* [What is expected]
Reproduce only the part that opens with the line containing "Annotation guideline — the target class is purple" and closes with the line containing "921;464;940;492", swapping "purple" for "violet" and leaving everything else unchanged.

Region annotation entries:
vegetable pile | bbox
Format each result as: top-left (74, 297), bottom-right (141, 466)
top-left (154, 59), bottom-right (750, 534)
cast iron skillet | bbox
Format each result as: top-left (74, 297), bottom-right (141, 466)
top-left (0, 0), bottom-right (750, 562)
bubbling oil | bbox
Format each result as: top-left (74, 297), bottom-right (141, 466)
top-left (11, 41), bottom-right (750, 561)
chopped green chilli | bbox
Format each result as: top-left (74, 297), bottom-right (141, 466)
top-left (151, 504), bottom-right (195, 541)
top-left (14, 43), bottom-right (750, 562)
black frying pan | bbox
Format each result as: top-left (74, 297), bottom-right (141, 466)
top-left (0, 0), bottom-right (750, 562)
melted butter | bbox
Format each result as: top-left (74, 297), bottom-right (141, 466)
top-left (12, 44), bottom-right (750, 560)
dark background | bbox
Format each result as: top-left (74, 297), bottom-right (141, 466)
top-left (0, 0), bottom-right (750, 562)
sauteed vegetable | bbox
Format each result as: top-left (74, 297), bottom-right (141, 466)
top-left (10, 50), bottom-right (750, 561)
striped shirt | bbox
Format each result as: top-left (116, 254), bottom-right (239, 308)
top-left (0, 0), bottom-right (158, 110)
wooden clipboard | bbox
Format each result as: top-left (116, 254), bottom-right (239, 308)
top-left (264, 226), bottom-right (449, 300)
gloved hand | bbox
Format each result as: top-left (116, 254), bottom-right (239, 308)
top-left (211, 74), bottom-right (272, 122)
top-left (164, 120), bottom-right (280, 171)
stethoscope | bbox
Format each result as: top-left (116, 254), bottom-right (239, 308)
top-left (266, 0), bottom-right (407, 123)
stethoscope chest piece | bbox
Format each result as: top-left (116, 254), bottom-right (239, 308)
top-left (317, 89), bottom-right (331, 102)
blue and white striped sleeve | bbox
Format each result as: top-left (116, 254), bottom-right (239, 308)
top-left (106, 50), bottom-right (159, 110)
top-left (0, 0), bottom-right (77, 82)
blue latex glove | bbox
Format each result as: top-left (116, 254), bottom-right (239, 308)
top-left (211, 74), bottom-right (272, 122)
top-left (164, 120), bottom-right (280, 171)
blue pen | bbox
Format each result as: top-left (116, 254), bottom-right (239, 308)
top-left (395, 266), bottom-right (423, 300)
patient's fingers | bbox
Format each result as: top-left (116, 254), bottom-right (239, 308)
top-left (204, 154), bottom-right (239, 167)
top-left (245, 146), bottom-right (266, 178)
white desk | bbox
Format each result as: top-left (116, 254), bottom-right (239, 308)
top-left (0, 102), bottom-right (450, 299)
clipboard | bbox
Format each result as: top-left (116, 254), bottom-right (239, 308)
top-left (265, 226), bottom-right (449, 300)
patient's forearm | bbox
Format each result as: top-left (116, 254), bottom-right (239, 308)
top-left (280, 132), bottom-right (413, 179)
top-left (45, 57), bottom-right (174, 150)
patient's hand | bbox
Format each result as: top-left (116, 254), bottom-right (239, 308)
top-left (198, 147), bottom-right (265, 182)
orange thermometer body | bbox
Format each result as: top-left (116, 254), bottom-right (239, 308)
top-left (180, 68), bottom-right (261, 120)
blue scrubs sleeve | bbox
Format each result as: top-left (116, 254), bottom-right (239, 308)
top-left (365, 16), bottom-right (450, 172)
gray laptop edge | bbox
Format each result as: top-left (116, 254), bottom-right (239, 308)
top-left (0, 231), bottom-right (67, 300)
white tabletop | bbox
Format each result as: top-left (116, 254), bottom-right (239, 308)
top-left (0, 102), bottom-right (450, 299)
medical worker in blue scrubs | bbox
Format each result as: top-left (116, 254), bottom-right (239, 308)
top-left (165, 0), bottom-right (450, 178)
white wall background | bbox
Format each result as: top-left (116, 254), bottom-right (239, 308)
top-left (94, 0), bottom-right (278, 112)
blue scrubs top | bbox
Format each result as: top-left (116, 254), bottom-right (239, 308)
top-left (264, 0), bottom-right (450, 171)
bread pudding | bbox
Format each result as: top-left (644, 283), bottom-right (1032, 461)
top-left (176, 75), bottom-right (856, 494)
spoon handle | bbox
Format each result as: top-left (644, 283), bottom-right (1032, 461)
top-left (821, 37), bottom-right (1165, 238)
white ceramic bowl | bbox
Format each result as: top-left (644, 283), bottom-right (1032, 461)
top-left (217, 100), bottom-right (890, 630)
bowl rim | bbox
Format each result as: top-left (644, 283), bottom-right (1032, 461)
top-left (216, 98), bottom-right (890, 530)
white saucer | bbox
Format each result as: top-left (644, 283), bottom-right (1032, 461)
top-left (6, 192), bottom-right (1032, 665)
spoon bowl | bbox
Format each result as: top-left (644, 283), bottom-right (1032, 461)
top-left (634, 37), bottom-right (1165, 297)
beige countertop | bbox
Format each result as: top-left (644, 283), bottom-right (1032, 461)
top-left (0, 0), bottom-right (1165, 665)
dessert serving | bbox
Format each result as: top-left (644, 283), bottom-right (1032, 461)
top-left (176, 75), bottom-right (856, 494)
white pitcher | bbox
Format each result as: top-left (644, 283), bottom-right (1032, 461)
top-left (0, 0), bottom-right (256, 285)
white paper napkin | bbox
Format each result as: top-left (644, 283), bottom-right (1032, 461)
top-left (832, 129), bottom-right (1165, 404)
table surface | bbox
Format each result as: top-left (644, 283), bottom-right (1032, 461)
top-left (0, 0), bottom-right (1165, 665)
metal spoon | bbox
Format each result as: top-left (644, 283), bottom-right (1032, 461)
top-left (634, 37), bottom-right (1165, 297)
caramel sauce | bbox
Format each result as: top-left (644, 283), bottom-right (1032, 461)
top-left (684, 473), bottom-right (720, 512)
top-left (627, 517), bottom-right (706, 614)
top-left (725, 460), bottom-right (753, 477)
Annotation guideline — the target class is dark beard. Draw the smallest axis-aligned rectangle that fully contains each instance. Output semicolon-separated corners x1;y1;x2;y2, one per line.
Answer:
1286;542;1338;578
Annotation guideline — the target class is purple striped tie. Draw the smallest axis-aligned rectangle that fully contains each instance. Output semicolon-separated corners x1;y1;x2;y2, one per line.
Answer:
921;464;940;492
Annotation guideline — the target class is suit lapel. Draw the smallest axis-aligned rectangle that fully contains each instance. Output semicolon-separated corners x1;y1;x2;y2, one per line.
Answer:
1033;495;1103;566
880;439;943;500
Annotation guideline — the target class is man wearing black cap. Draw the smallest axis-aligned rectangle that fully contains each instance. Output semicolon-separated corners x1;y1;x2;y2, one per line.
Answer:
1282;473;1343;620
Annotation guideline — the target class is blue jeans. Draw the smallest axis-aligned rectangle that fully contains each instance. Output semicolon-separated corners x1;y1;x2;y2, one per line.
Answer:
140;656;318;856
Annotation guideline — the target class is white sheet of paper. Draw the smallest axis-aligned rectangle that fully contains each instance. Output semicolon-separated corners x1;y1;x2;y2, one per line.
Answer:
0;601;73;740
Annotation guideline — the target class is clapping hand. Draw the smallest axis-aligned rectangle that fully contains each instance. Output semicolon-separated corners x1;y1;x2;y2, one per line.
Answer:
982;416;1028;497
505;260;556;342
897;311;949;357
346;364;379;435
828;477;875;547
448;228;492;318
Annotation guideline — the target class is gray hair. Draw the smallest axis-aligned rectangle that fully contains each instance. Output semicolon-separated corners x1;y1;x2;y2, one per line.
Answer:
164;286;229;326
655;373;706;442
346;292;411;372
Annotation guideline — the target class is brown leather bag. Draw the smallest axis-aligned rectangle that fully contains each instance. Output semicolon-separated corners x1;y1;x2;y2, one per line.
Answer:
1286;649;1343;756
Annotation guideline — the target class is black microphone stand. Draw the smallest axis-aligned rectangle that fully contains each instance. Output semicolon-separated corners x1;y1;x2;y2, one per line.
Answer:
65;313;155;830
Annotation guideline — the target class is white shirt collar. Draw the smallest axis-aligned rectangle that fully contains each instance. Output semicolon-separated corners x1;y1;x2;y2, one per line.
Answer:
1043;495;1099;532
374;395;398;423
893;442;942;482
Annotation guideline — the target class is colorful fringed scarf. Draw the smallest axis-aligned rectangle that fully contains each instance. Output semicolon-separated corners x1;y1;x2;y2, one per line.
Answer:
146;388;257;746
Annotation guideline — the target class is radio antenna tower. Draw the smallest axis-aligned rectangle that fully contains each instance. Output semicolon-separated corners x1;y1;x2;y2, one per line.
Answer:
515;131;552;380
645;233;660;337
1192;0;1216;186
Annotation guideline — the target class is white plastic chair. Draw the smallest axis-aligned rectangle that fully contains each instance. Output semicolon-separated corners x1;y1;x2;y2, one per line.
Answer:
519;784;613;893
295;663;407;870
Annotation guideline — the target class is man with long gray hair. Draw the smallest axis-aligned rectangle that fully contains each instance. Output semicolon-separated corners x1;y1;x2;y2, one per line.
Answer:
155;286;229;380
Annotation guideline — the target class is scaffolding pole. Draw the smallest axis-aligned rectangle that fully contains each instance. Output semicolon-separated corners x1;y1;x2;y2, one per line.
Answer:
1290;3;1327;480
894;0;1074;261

* [Solution below]
Annotation guideline — the target class is violet striped tie. Draw the smallest axis-aligned rectangle that fully contains each instance. Output semicolon-separated corners x1;y1;x2;y2, one per line.
Answer:
921;464;940;492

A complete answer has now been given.